- [Questão A]: De acordo com o texto sobre Deméter, por que a deusa recebeu o epíteto de Lúsia?
- [Questão B]: Por favor, continue o texto sobre Deméter, mais abaixo, a partir do ponto em que ele para.

Deusa e mãe da terra cultivada foi compreendida pelos antigos como um equivalente de guê méter, “mãe-terra”. Como se trata de uma deusa, cujo culto era elevado muito a sério por todos os helenos, da Grécia continental à Magna Grécia e desta à Grécia asiática, divido este texto em três partes: na primeira parte, focalizarei na história do culto a esta deusa; na segunda parte, exponho, de maneira simples, o mito de Deméter, comentando o rapto de Perséfone; e na terceira parte, falo sobre os Mistérios de Elêusis, complementados por um simples estudo da parte simbólica, uma pequena síntese acerca do poder fixação dos alimentos e o esboço de uma pesquisa sobre alimentação e sexualidade.
1ª parte: Culto a Deméter
Os cultos mais antigos de Deméter foram afogados pelas invasões dóricas, segundo o historiador Heródoto (484 – 408 A.E.C.), a partir do século XII A.E.C. Ficaram, no entanto, alguns vestígios dessa fase antiga, particularmente na Arcádia, onde a deusa estava associada ao primitivo Posídon, o Posídon-Cavalo, bem com em Elêusis, segundo se verá em seguida. Nos arredores de Telpussa, querendo escapar do deus, que a perseguia, disfarçou-se em égua, mas Posídon, tomando a forma de um garanhão, fê-la mãe do cavalo Aríon e de uma filha, cujo nome só os Iniciados conheciam. O povo chamava-a simplesmente de Déspoina, a Senhora. Foi por causa da cólera, provocada por essa violência de Posídon, que a mãe de Aríon passou a ser denominada também de Deméter-Erínis. Recebeu, igualmente, o epíteto de Lúsia (a que se banha), pelo fato de ter-se purificado dos contatos do deus-cavalo no rio Ládon. Perto da Figalia, ainda na Tessália, chamavam-na Mélaina, a Negra, porque, em seu ressentimento, cobriu-se com véus pretos e retirou-se para o fundo de uma caverna, onde sua estátua era encimada por uma cabeça de cavalo. Em Fêneo ainda havia traço de mistérios primitivos, celebrados num antro rochoso, onde o sacerdote tirava de um esconderijo uma máscara de Deméter, dita Kidária, cobrindo o rosto e ferindo o solo com um bastão, rito destinado a provocar a fertilidade e evocar as forças ctônias. O termo grego kídaris designa uma espécie de turbante e o sobrenome Kidária poderia derivar de máscara, mas kídaris significa, outrossim, uma dança de Arcádia e a arte figurada deixa entrever que um coro bárbaro de sobrevivência zoomórfica não era estranho a esse culto primitivo. Ainda na Arcádia, as duas deusas, a dupla Deméter-Senhora, tinham características acentuadas de Pótnia Theron, “Senhora das feras”, associadas ao mundo animal e á fertilidade dos campos. Na região da Licúria (a montanha dos lobos) sua companheira era uma Ártemis arcaica. À dupla se ofereciam frutos diversos e animais não degolados, mas despedaçados vivos.

[Linhas de um conjunto de dados]
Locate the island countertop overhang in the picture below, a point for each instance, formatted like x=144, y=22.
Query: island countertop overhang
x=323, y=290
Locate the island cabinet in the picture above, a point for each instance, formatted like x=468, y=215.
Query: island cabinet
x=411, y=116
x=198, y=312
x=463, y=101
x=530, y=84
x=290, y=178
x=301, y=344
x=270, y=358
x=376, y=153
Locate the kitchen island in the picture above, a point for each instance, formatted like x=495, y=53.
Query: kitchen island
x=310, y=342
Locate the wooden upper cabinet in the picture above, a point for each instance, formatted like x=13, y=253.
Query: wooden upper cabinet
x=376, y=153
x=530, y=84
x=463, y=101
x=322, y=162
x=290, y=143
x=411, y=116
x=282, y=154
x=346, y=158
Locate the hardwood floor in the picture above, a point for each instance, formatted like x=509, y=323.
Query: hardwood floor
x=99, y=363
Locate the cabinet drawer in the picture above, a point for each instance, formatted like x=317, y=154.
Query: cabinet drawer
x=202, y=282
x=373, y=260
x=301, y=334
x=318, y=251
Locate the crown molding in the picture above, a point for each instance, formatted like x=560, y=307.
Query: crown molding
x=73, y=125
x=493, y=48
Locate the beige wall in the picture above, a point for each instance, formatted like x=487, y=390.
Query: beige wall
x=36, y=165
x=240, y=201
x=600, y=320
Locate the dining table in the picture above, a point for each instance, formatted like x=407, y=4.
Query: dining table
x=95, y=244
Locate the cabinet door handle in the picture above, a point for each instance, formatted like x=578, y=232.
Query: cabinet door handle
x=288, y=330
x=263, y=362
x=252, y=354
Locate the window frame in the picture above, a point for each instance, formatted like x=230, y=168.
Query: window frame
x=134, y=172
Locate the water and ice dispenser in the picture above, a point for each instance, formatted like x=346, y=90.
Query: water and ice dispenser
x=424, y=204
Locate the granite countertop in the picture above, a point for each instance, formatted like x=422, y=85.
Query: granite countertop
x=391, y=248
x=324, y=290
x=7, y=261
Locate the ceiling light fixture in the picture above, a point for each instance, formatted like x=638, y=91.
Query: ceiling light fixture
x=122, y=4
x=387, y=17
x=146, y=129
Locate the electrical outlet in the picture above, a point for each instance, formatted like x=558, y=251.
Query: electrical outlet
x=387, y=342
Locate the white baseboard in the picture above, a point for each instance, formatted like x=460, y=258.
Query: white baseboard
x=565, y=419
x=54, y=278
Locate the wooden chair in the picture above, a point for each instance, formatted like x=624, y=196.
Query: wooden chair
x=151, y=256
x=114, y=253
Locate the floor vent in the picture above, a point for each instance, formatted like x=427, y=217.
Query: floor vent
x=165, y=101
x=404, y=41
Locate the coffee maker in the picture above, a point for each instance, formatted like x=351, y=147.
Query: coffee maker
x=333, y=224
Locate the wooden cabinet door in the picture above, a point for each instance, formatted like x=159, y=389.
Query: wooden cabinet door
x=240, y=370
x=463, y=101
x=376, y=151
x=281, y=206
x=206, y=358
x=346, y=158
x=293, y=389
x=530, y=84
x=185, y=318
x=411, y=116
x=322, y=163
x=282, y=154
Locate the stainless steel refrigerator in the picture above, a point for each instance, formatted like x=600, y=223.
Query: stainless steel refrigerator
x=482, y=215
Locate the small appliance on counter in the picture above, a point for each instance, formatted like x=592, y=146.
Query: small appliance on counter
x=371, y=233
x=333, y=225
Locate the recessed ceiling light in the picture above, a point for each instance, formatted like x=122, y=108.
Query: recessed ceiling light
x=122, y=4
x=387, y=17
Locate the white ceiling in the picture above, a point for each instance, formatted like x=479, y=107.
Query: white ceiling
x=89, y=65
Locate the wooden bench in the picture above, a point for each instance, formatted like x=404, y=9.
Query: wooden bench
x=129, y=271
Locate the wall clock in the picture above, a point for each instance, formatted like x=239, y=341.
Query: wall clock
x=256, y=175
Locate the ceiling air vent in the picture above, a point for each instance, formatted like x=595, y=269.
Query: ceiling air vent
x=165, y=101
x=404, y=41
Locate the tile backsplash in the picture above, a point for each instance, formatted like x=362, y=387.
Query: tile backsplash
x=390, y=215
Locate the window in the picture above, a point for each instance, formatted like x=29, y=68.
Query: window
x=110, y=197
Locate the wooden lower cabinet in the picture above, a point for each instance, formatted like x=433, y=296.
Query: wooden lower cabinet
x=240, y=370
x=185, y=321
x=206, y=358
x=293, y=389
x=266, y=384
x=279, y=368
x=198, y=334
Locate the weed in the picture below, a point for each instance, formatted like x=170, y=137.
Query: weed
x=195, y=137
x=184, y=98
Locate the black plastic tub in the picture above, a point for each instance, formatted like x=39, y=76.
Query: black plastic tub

- [Resposta do exercício A]: Porque se purificou dos contatos do deus-cavalo no rio Ládon.

- [Resposta do exercício B]:
Um mito cretense, recolhido por Hesíodo, atesta que a grande deusa se uniu a Iásion sobre um terreno lavrado três vezes e que dessa ligação nasceu Plûtos. Existem algumas reminiscências de uma hierogamia à época das semeaduras e a idéia desse tipo de união rústica se encontra talvez na Deméter de Olímpia, denominada Caminéia, isto é, “que está na terra”. Sob esse epíteto se viu uma divindade oracular, mas que acabou sendo relacionada com o antigo hábito, segundo o qual o camponês e sua esposa dormiam sobre a terra que deveria ser cultivada, a fim de provocar a vegetação. Homero, na Odisséia, sem mencionar Pluto, refere-se à mesma tradição, ao dizer que o herói Iásion foi fulminado por Zeus, cujo mito olímpico, mais tarde codificado pelo mesmo Hesíodo, faz de Zeus esposo de Deméter, que dele teria tido Kóre, Core, a Jovem, ou Perséfone.
Os sofrimentos por que passou a deusa, quando sua filha, com o consentimento e ajuda do pai, foi raptada por Hades, são relatados no importantíssimo Hino homérico a Deméter, composto lá pelos fins do século VII A.E.C. e que, salvo um ou outro pormenor, pode e deve ser considerado como o hièro lógos, o “discurso sagrado” do Santuário de Elêusis. Nele a deusa augusta da terra é proclamada a maior fonte de riqueza e alegria. Com efeito, quando Deméter recuperou, por dói terços do ano, a companhia de Perséfone, a deusa devolveu (karpòn pherésbion) o grão da vida, que ela própria, em sua cólera dolorosa, havia escondido. Confiou-o, em seguida, a Triptólemo, que o Hino menciona apena acidentalmente entre os chefes de Elêusis. Mais tarde este herói se tornará filho de Metarina e Céleo, rei de Elêusis. Triptólemo recebeu a missão sagrada de levar o grão da vida a todos os povos e ensinar-lhes a prática do trabalho. A esses dons a deusa de Elêusis acrescentou uma recompensa suprema: no templo que Céleo lhe mandou construir, exatamente no local em que se asilou, Deméter instituiu para sempre belos e augustos ritos, penhor de felicidade na vida e para além da morte. Além do mais, as “duas deusas”, mãe e filha, a todos os homens piedosos, que as cultuam, enviam-lhes Pluto, o deus da riqueza agrária. Deméter é, pois, a Terra-Mãe, a matriz universal e mais especificamente a mãe do grão, e sua filha Core o grão mesmo de trigo, alimento e semente, que escondida por certo tempo no seio da Terra, dela novamente brota em novos rebentos, o que, em Elêusis, fará da espiga o símbolo da imortalidade.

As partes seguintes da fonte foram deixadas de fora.